● Instruções da tarefa
Transcreva, do excerto abaixo sobre o culto mariano nos Açores, o trecho que se inicia com as palavras "Mais tarde, quando" e termina em "IV, Edição 1998).".

● Excerto do texto

De facto, ao recordar o descobrimento da primeira ilha do arquipélago
açoriano, Gaspar Frutoso, já havia apontado: “Com
grande contentamento de Gonçalo Velho e de sua companhia,
foi celebrado aquele dia da Assunção de Nossa Senhora
com duas alegres festas, uma por entrar a Senhora no Céu,
outra por entrarem eles naquela ilha nova.” (Saudades da
Terra, Livro III, Pág. 6, Edição 1998).
Os exploradores desembarcaram numa pequena praia,
localizada entre duas pontas que ficariam conhecidas por Ponta
dos Lobos (pela presença de lobos marinhos) e Ponta do
Cabrestante (pela semelhança com um aparelho de levantar
âncoras). Seguidamente, os primeiros povoadores ergueram,
neste sítio, uma rudimentar construção de
madeira e palha, a que deram o nome de Ermida de Nossa Senhora
dos Anjos.
A ilha de Santa Maria tornou-se assim, no primeiro solar da Virgem
no Arquipélago.
Anos depois, com o estabelecimento da Vila do Porto, a respectiva
igreja matriz foi dedicada a Nossa Senhora da Assunção.
Mais tarde, quando outros exploradores passaram a povoar a ilha
de S. Miguel, no areal da Povoação Velha surge uma
igreja “da avocação de Nossa Senhora dos Anjos,
cuja festa principal se celebra aos quinze dias do mês d’Agosto.”
(Saudades, Livro IV, Edição 1998).
Na mesma página (149), Frutoso informa-nos ainda que “por
andarem neste tempo ocupados os fregueses em recolher suas searas
e em outros trabalhos, celebram agora a festa a oito de Setembro.”
Este histórico pilar da devoção açoriana
à Senhora da Assunção, receberia posteriormente
a invocação de Nossa Senhora Mãe de Deus,
e finalmente a de Nossa Senhora do Rosário, quando se deu
início à construção em 1848 (noutro
local) da igreja matriz da Povoação, a qual abriu
ao culto em 1856 com o título de Nossa Senhora Mãe
de Deus.
Em 1956, p’ra comemorar a passagem do primeiro centenário
desta igreja, realizaram-se “festas de arromba’na
Povoação, culminando com uma vistosa procissão
em que se incorporaram as imagens dos santos padroeiros de toda
a ouvidoria. E assim, do Faial da Terra, veio Nossa Senhora dos
Remédios; das Furnas, a Mãe da Mãe de Deus,
ou seja, Santa Ana, compareceu num jardim de flores; e da Ribeira
Quente, os pescadores trouxeram pelo mar o seu padroeiro S. Paulo,
em barco engalanado.

● Extrato de dados

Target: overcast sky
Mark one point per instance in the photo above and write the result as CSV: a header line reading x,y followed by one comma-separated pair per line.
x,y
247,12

● Resultado
Mais tarde, quando outros exploradores passaram a povoar a ilha
de S. Miguel, no areal da Povoação Velha surge uma
igreja “da avocação de Nossa Senhora dos Anjos,
cuja festa principal se celebra aos quinze dias do mês d’Agosto.”
(Saudades, Livro IV, Edição 1998).